Aim of the exercise —
Copy out every row below word for word, but leave the pictures out.
**** Records ****
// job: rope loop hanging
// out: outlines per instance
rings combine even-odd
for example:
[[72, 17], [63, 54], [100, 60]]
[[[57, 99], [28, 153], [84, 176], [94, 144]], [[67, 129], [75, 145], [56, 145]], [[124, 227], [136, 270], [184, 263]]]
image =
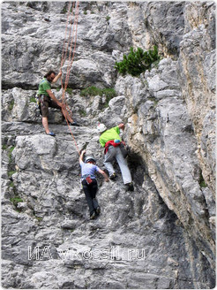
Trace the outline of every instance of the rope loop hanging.
[[[67, 65], [67, 70], [66, 70], [66, 76], [65, 76], [65, 81], [64, 84], [63, 82], [63, 78], [61, 76], [61, 87], [62, 87], [62, 103], [65, 104], [66, 110], [69, 111], [71, 117], [72, 116], [71, 111], [70, 110], [66, 100], [65, 100], [65, 91], [68, 87], [69, 79], [70, 79], [70, 72], [71, 70], [71, 66], [74, 60], [74, 55], [75, 55], [75, 49], [76, 49], [76, 43], [77, 43], [77, 33], [78, 33], [78, 20], [79, 20], [79, 3], [77, 2], [70, 2], [68, 4], [68, 12], [67, 12], [67, 20], [66, 20], [66, 26], [65, 26], [65, 32], [64, 32], [64, 41], [63, 44], [63, 50], [62, 50], [62, 58], [61, 58], [61, 65], [60, 65], [60, 71], [62, 72], [62, 68], [66, 61], [67, 55], [68, 55], [68, 65]], [[71, 134], [72, 136], [73, 141], [75, 143], [77, 151], [79, 155], [80, 155], [78, 144], [76, 142], [76, 140], [74, 138], [74, 135], [72, 134], [71, 128], [70, 126], [69, 121], [64, 115], [66, 123], [68, 125], [69, 130], [71, 132]]]

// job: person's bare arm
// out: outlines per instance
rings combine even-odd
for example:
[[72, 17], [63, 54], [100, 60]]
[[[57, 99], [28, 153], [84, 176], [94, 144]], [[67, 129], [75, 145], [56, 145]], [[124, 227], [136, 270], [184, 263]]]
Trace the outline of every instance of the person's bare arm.
[[85, 153], [86, 153], [86, 150], [81, 151], [80, 156], [79, 156], [79, 163], [81, 163], [83, 161]]
[[99, 172], [103, 175], [105, 180], [108, 182], [109, 181], [108, 176], [106, 174], [106, 172], [104, 172], [101, 169], [99, 170]]
[[119, 129], [122, 129], [123, 131], [124, 130], [124, 124], [121, 123], [118, 125]]
[[59, 72], [56, 77], [55, 77], [54, 80], [52, 80], [52, 84], [56, 83], [61, 76], [62, 76], [62, 72]]

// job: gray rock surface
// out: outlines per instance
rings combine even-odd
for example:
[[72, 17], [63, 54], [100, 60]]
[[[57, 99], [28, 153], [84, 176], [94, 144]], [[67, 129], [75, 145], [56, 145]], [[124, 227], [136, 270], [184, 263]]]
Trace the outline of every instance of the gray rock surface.
[[[59, 68], [66, 11], [64, 2], [2, 4], [2, 286], [213, 288], [214, 3], [81, 2], [65, 94], [82, 125], [71, 126], [74, 139], [56, 110], [56, 136], [46, 135], [34, 98], [47, 70]], [[131, 46], [153, 44], [162, 58], [150, 71], [115, 71]], [[81, 96], [89, 86], [116, 96]], [[99, 122], [125, 123], [135, 190], [115, 164], [116, 181], [98, 177], [101, 213], [90, 221], [77, 149], [104, 169]]]

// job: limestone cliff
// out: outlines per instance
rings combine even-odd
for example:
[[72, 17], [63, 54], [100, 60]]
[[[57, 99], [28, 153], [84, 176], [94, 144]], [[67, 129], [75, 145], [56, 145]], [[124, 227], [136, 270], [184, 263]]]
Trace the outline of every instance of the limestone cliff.
[[[96, 126], [124, 122], [135, 186], [125, 190], [118, 166], [117, 180], [99, 177], [94, 221], [68, 126], [50, 111], [56, 136], [46, 135], [34, 97], [43, 74], [60, 66], [67, 3], [1, 8], [3, 286], [213, 287], [214, 3], [80, 3], [66, 93], [82, 125], [73, 135], [103, 169]], [[131, 46], [153, 45], [159, 65], [138, 78], [116, 72]], [[89, 86], [114, 88], [116, 96], [82, 96]]]

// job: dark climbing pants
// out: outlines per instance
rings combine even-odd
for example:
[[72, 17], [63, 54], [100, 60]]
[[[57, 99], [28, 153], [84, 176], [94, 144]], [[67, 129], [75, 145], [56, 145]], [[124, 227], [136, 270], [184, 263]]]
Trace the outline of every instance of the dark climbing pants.
[[90, 214], [99, 206], [95, 199], [96, 192], [98, 189], [96, 179], [93, 179], [91, 184], [87, 184], [86, 179], [82, 180], [82, 187], [86, 195], [86, 199], [90, 210]]

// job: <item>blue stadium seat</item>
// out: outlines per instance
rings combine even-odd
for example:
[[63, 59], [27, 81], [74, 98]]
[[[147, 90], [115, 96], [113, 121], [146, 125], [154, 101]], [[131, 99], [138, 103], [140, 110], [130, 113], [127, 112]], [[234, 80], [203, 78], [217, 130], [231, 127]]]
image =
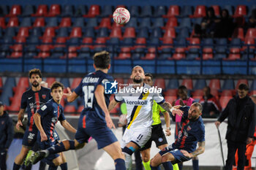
****
The answer —
// job: rope loop hanging
// out: outlines per instance
rings combine even-odd
for example:
[[72, 17], [63, 54], [100, 60]]
[[[57, 99], [28, 153], [84, 176], [94, 144]], [[67, 129], [75, 145], [56, 145]], [[124, 227], [136, 270], [184, 263]]]
image =
Trace the outline of every instance of the rope loop hanging.
[[[67, 65], [67, 70], [66, 70], [66, 76], [65, 76], [65, 81], [64, 84], [63, 82], [63, 78], [61, 76], [61, 87], [62, 87], [62, 103], [65, 104], [66, 110], [69, 111], [71, 117], [72, 116], [71, 111], [70, 110], [66, 100], [65, 100], [65, 91], [68, 87], [69, 79], [70, 79], [70, 72], [71, 70], [71, 66], [74, 60], [74, 55], [75, 55], [75, 49], [76, 49], [76, 43], [77, 43], [77, 33], [78, 33], [78, 20], [79, 20], [79, 3], [77, 2], [70, 2], [68, 4], [68, 12], [67, 12], [67, 20], [66, 20], [66, 26], [65, 26], [65, 32], [64, 32], [64, 41], [63, 44], [63, 50], [62, 50], [62, 58], [61, 58], [61, 65], [60, 65], [60, 71], [62, 72], [62, 68], [66, 61], [67, 55], [68, 55], [68, 65]], [[71, 134], [72, 136], [73, 141], [75, 143], [77, 151], [79, 155], [80, 155], [78, 144], [76, 142], [76, 140], [74, 138], [74, 135], [72, 134], [71, 128], [70, 126], [69, 121], [64, 115], [66, 123], [68, 125], [69, 130], [71, 132]]]

// job: person's bare arm
// out: outlines per instance
rings combine even-odd
for example:
[[72, 17], [63, 54], [100, 60]]
[[[57, 99], [28, 153], [84, 176], [94, 144]], [[67, 129], [75, 145], [56, 145]], [[124, 227], [136, 270], [184, 263]]]
Trace the outline of every instance of the person's bare arm.
[[85, 153], [86, 153], [86, 150], [81, 151], [80, 156], [79, 156], [79, 163], [81, 163], [83, 161]]
[[99, 172], [103, 175], [105, 180], [108, 182], [109, 181], [108, 176], [106, 174], [106, 172], [104, 172], [101, 169], [99, 170]]
[[119, 129], [122, 129], [123, 131], [124, 130], [124, 124], [121, 123], [118, 125]]
[[59, 72], [56, 77], [55, 77], [54, 80], [52, 80], [52, 84], [56, 83], [61, 76], [62, 76], [62, 72]]

// job: gray rock surface
// out: outlines per instance
rings combine even-odd
for example:
[[72, 17], [63, 54], [100, 60]]
[[[57, 99], [28, 153], [84, 176], [94, 144]], [[67, 129], [75, 145], [56, 145]], [[124, 227], [136, 270], [184, 263]]]
Trace the outline of every instance of the gray rock surface.
[[[59, 68], [66, 11], [64, 2], [2, 4], [2, 286], [213, 288], [214, 3], [81, 2], [65, 94], [82, 125], [71, 126], [74, 139], [56, 110], [56, 136], [46, 135], [34, 98], [47, 70]], [[131, 46], [153, 44], [162, 58], [150, 71], [115, 71]], [[81, 96], [89, 86], [116, 96]], [[99, 122], [125, 123], [135, 190], [115, 164], [116, 181], [98, 177], [101, 213], [90, 221], [77, 149], [104, 169]]]

// job: limestone cliff
// out: outlines per instance
rings combine even-odd
for example:
[[72, 17], [63, 54], [100, 60]]
[[[57, 99], [28, 153], [84, 176], [94, 144]], [[67, 129], [75, 145], [56, 145]], [[124, 227], [136, 270], [184, 263]]]
Trace the outline of every instance of the limestone cliff.
[[[96, 126], [124, 122], [135, 186], [125, 190], [118, 166], [117, 180], [99, 177], [94, 221], [68, 126], [50, 111], [56, 136], [46, 135], [34, 97], [43, 74], [60, 66], [67, 3], [1, 8], [3, 286], [213, 287], [214, 3], [80, 3], [66, 93], [82, 125], [73, 135], [103, 169]], [[131, 46], [153, 45], [159, 65], [138, 78], [116, 72]], [[89, 86], [114, 88], [116, 96], [82, 96]]]

// job: dark climbing pants
// out: outlines per instance
rings combine even-odd
for example:
[[72, 17], [63, 54], [100, 60]]
[[[57, 99], [28, 153], [84, 176], [94, 144]], [[67, 129], [75, 145], [56, 145]], [[124, 227], [136, 270], [184, 263]]]
Trace the outline of every instance of the dark climbing pants.
[[90, 214], [99, 206], [95, 199], [96, 192], [98, 189], [96, 179], [93, 179], [91, 184], [87, 184], [86, 179], [82, 180], [82, 187], [86, 195], [86, 199], [90, 210]]

// job: <item>blue stadium seat</item>
// out: outlines per instance
rings combine even-odd
for example:
[[63, 59], [27, 81], [74, 98]]
[[[147, 90], [115, 96], [113, 121], [146, 125], [154, 101]], [[131, 99], [138, 103], [140, 110], [130, 113], [127, 112]], [[234, 80], [203, 78], [217, 130], [231, 127]]]
image =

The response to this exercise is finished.